* Dataset content:
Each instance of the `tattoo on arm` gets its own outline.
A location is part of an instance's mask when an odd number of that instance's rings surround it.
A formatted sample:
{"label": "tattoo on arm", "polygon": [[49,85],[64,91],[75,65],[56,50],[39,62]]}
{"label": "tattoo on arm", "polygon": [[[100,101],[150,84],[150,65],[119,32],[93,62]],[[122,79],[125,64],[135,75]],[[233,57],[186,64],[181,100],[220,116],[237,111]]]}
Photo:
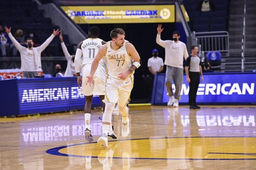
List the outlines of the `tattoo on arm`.
{"label": "tattoo on arm", "polygon": [[136,67],[136,66],[135,65],[132,65],[130,67],[130,68],[128,70],[128,71],[130,72],[130,74],[132,72],[135,70],[135,69],[137,68],[137,67]]}
{"label": "tattoo on arm", "polygon": [[106,42],[105,41],[102,41],[102,42],[101,42],[101,44],[102,44],[102,45],[104,45],[104,44],[106,44]]}
{"label": "tattoo on arm", "polygon": [[82,44],[83,44],[83,42],[81,41],[80,42],[79,44],[78,44],[78,47],[77,47],[77,48],[79,48],[79,49],[82,49]]}

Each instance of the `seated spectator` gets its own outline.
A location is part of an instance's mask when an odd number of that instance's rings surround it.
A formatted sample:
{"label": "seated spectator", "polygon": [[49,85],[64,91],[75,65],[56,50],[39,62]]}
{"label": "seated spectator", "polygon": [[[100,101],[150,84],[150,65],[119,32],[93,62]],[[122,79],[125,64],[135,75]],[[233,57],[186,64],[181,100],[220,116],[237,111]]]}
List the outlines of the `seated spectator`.
{"label": "seated spectator", "polygon": [[212,0],[200,0],[198,2],[198,6],[203,12],[215,11],[215,5]]}
{"label": "seated spectator", "polygon": [[211,69],[211,64],[209,62],[204,63],[203,72],[204,73],[213,73],[213,71]]}
{"label": "seated spectator", "polygon": [[55,69],[56,71],[56,74],[54,77],[62,77],[64,76],[61,70],[61,66],[58,64],[57,64],[55,66]]}
{"label": "seated spectator", "polygon": [[[26,40],[23,35],[23,31],[22,30],[18,30],[15,33],[14,37],[16,40],[22,46],[26,46]],[[12,55],[13,57],[17,57],[17,49],[14,44],[11,44],[10,49],[12,49]]]}
{"label": "seated spectator", "polygon": [[3,28],[0,25],[0,48],[2,51],[2,54],[3,57],[6,57],[6,49],[10,47],[10,45],[12,44],[6,33],[3,33]]}

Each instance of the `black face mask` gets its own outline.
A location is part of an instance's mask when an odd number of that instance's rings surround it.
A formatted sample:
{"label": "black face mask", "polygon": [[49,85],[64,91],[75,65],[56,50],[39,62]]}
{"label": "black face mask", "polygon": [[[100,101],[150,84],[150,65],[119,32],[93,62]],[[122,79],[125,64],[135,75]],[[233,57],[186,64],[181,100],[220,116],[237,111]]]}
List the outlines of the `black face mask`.
{"label": "black face mask", "polygon": [[29,43],[28,44],[28,48],[31,48],[32,47],[32,44],[31,43]]}
{"label": "black face mask", "polygon": [[57,73],[59,73],[60,71],[61,70],[61,69],[60,69],[60,68],[57,68],[57,69],[56,69],[56,72],[57,72]]}

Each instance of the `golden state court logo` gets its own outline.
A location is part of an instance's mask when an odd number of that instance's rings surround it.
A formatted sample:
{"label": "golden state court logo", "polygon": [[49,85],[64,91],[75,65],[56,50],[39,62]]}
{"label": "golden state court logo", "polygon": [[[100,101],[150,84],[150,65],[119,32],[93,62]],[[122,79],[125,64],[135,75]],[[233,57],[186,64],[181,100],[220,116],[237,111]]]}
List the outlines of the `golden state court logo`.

* Task requirements:
Pictures excluded, quote all the data above exactly.

* Exercise result:
Each instance of the `tattoo on arm` gets its own outline.
A location is part of an instance's mask when an odd number of that instance's rings surround it.
A formatted sample:
{"label": "tattoo on arm", "polygon": [[49,85],[64,91],[75,65],[56,50],[39,62]]}
{"label": "tattoo on arm", "polygon": [[[100,101],[150,84],[150,65],[119,32],[93,62]],[[122,79],[125,64],[135,75]],[[233,57],[186,64],[181,100],[220,116],[237,111]]]}
Photo:
List the outlines of the `tattoo on arm`.
{"label": "tattoo on arm", "polygon": [[136,67],[136,66],[135,65],[132,65],[130,67],[130,68],[128,70],[128,71],[130,72],[130,74],[132,72],[135,70],[135,69],[137,68],[137,67]]}
{"label": "tattoo on arm", "polygon": [[106,42],[105,41],[102,41],[102,42],[101,42],[101,44],[102,44],[102,45],[104,45],[104,44],[106,44]]}
{"label": "tattoo on arm", "polygon": [[82,44],[83,44],[83,42],[81,41],[80,42],[79,44],[78,44],[78,47],[77,47],[77,48],[79,48],[79,49],[82,49]]}

Each instance of the `seated spectator` gets its own outline.
A location is part of an instance's mask when an odd number of that instance's rings surround it.
A formatted sample:
{"label": "seated spectator", "polygon": [[49,85],[64,91],[75,65],[56,50],[39,62]]}
{"label": "seated spectator", "polygon": [[[100,101],[150,84],[150,65],[119,32],[93,62]],[[122,79],[125,64],[135,75]],[[233,57],[186,64],[181,100],[220,116],[237,111]]]}
List the outlines of the `seated spectator`.
{"label": "seated spectator", "polygon": [[212,0],[200,0],[198,2],[198,6],[203,12],[215,11],[215,5]]}
{"label": "seated spectator", "polygon": [[211,69],[211,64],[209,62],[204,63],[203,72],[204,73],[213,73],[213,71]]}
{"label": "seated spectator", "polygon": [[55,69],[56,71],[56,74],[54,77],[62,77],[64,76],[61,70],[61,66],[58,64],[57,64],[55,66]]}
{"label": "seated spectator", "polygon": [[[26,40],[23,35],[23,31],[22,30],[18,30],[15,33],[14,37],[16,40],[22,46],[26,46]],[[12,55],[13,57],[17,57],[17,49],[14,44],[11,44],[10,49],[12,49]]]}
{"label": "seated spectator", "polygon": [[3,28],[0,25],[0,48],[2,51],[2,54],[3,57],[6,57],[6,49],[10,47],[10,45],[12,44],[6,33],[3,33]]}

Each instance of the `black face mask` gets its own outline.
A location is part of an instance's mask when an odd number of that instance's rings surround it.
A formatted sample:
{"label": "black face mask", "polygon": [[49,85],[64,91],[75,65],[56,50],[39,62]]}
{"label": "black face mask", "polygon": [[[100,101],[150,84],[150,65],[119,32],[93,62]],[[122,79],[125,64],[135,75]],[[233,57],[186,64],[181,100],[220,116],[237,111]]]}
List the outlines of the `black face mask`.
{"label": "black face mask", "polygon": [[29,43],[28,44],[28,48],[31,48],[32,47],[32,44],[31,43]]}
{"label": "black face mask", "polygon": [[57,73],[59,73],[60,71],[61,70],[61,69],[60,69],[60,68],[57,68],[57,69],[56,69],[56,72],[57,72]]}

Each instance of the `golden state court logo` gets its own outline.
A location is part of an instance's mask when an odd number of that instance's rings surround it.
A formatted sample:
{"label": "golden state court logo", "polygon": [[49,85],[64,91],[75,65],[56,50],[39,62]]}
{"label": "golden state court logo", "polygon": [[[100,101],[150,84],[150,65],[119,32],[93,62]],[[122,79],[125,64],[135,75]],[[233,57],[186,64],[181,100],[220,116],[237,111]]]}
List the outlines of the `golden state court logo`.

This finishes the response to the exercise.